Aufgabenstellung. Worüber streiten die Parteien laut dem Textauszug zur Rechtswegentscheidung nach der übereinstimmenden Erledigungserklärung noch?

Rechtsweg - Alleinentscheidung des Vorsitzenden


Tenor

Das [X.] ist zuständig.

Gründe

1

I. Die Parteien streiten nach übereinstimmender Erledigungserklärung noch über die Kosten des Rechtsstreits.

2

Aufgrund fälliger Steuerrückstände pfändete das klagende Land das Arbeitseinkommen von [X.] bei dem Beklagten. Nach Ausbleiben einer Drittschuldnererklärung hat das klagende Land bei dem [X.] einen Mahnbescheid gegen den Beklagten auf Zahlung von 46.456,54 Euro erwirkt. Hiergegen hat der Beklagte fristgerecht Widerspruch eingelegt. Nach Abgabe des Rechtsstreits an das [X.] zur Durchführung des streitigen Verfahrens haben die Parteien den Rechtsstreit übereinstimmend in der Hauptsache für erledigt erklärt und wechselseitige Kostenanträge gestellt.

Gesammelte Daten.

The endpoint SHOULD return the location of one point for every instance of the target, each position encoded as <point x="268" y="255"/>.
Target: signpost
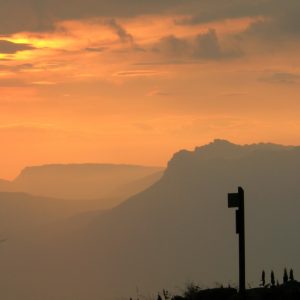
<point x="236" y="200"/>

Ergebnis. Die Parteien streiten nur noch über die Kosten des Rechtsstreits.